Énoncé écrit 1: Renommez « car hood » en « engine hood » dans les enregistrements, en commençant par la ligne qui contient « Put a marker on each instance of the car » et en terminant par celle qui contient « [(146, 112)] », ces deux lignes incluses. Redonnez uniquement ces lignes, le reste étant inchangé.

Extrait du texte:

◇ ◇ ◇ ◇

Il devient de plus en plus difficile pour les consommateurs canadiens de porter plainte. Aussi, ce serait drôlement bien si le gouvernement regardait ce qui se passe ailleurs en cette matière.

Devant les « spéciaux » déroutants, voire contradictoires, des épiciers, bien des consommateurs restent perplexes. « Est-ce qu’acheter un produit en gros est aussi économique que se le procurer en solde ? » se demandent les uns. « Cet article est-il à meilleur prix depuis qu’il est vendu dans un contenant plus petit ? » s’interrogent les autres. Autres questions : « Cette offre à deux pour un est-elle une bonne affaire ? » … « Comment comparer les prix lorsqu’il n’y a aucune indication du prix par unité de mesure ? »

C’est à se demander si toutes ces offres ne sont pas un gigantesque stratagème pour rouler les consommateurs dans la farine.

Voilà exactement le genre de questions qui a amené la plus grande association britannique de consommateurs, Which ?, à enquêter sur les pratiques des épiceries en 2015. Mais plutôt que de se concentrer sur un seul magasin ou une seule chaîne, l’association a voulu savoir si l’ensemble du marché alimentaire fonctionnait de manière équitable pour les consommateurs. Which? a donc examiné les « spéciaux » de toutes les épiceries du pays pour vérifier si les rabais offerts étaient bien réels.

◇ ◇ ◇ ◇

Extraits de données d'annotation par points:
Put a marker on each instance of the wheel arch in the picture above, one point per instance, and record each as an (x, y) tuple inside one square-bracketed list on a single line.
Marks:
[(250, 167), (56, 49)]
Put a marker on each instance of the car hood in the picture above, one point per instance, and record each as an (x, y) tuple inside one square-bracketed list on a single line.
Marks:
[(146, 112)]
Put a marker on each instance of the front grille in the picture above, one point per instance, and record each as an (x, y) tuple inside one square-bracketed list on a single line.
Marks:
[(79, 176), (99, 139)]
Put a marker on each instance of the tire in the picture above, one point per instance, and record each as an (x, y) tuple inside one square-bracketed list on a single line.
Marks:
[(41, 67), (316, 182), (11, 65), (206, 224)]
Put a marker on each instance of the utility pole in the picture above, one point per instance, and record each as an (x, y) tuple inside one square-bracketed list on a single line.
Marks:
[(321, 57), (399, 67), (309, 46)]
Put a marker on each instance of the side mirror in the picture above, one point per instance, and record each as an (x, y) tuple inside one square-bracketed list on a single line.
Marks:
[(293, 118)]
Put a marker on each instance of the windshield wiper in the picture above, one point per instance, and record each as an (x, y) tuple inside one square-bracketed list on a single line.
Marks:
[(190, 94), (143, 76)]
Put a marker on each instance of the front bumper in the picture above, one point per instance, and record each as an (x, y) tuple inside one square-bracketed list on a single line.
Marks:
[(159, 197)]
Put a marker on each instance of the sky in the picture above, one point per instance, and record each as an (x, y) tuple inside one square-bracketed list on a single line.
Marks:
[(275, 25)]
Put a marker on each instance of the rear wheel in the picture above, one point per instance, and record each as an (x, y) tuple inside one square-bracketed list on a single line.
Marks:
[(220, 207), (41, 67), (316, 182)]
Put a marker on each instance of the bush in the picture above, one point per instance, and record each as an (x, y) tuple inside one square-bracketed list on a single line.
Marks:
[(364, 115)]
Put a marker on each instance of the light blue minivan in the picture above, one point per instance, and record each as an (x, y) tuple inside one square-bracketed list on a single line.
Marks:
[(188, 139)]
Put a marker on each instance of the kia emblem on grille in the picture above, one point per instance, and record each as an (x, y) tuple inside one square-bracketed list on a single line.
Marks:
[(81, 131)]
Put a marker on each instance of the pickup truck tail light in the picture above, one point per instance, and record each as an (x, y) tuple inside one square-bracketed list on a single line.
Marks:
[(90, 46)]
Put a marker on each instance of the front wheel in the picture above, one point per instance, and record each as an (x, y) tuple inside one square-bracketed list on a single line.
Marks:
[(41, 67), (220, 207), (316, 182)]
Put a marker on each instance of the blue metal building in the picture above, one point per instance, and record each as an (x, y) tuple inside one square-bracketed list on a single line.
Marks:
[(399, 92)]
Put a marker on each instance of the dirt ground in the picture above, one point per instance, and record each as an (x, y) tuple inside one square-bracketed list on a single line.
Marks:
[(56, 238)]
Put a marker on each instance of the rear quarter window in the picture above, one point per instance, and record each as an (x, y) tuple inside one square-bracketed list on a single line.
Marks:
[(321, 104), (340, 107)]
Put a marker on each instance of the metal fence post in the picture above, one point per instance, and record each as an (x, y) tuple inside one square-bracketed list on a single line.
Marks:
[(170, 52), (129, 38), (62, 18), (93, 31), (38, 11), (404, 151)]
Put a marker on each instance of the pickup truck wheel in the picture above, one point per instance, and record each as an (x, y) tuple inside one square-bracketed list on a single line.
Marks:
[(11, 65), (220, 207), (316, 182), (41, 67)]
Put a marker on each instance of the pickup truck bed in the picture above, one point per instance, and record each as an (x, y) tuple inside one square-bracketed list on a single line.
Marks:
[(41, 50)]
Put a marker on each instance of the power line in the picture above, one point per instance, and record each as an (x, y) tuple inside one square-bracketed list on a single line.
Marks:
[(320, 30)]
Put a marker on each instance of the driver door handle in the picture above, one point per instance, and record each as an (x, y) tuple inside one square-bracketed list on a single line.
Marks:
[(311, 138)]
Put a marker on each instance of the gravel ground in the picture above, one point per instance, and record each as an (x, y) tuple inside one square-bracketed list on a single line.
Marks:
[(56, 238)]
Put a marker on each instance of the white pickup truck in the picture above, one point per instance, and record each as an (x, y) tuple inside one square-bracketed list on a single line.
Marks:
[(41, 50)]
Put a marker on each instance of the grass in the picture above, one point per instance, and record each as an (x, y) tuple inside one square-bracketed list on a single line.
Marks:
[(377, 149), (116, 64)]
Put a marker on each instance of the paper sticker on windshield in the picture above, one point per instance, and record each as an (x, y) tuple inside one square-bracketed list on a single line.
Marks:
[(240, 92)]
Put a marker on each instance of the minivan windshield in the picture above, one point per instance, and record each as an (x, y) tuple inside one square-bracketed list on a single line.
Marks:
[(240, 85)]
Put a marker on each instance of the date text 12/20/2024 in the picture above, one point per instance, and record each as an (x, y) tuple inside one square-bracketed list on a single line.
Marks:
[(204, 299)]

◇ ◇ ◇ ◇

Énoncé écrit 2: Recopiez intégralement l'extrait sur les consommateurs face aux « spéciaux » des épiciers, sans rien y changer.

Réponse complète 1:
Put a marker on each instance of the engine hood in the picture above, one point per instance, and record each as an (x, y) tuple inside one square-bracketed list on a single line.
Marks:
[(146, 112)]

Réponse complète 2:
Il devient de plus en plus difficile pour les consommateurs canadiens de porter plainte. Aussi, ce serait drôlement bien si le gouvernement regardait ce qui se passe ailleurs en cette matière.

Devant les « spéciaux » déroutants, voire contradictoires, des épiciers, bien des consommateurs restent perplexes. « Est-ce qu’acheter un produit en gros est aussi économique que se le procurer en solde ? » se demandent les uns. « Cet article est-il à meilleur prix depuis qu’il est vendu dans un contenant plus petit ? » s’interrogent les autres. Autres questions : « Cette offre à deux pour un est-elle une bonne affaire ? » … « Comment comparer les prix lorsqu’il n’y a aucune indication du prix par unité de mesure ? »

C’est à se demander si toutes ces offres ne sont pas un gigantesque stratagème pour rouler les consommateurs dans la farine.

Voilà exactement le genre de questions qui a amené la plus grande association britannique de consommateurs, Which ?, à enquêter sur les pratiques des épiceries en 2015. Mais plutôt que de se concentrer sur un seul magasin ou une seule chaîne, l’association a voulu savoir si l’ensemble du marché alimentaire fonctionnait de manière équitable pour les consommateurs. Which? a donc examiné les « spéciaux » de toutes les épiceries du pays pour vérifier si les rabais offerts étaient bien réels.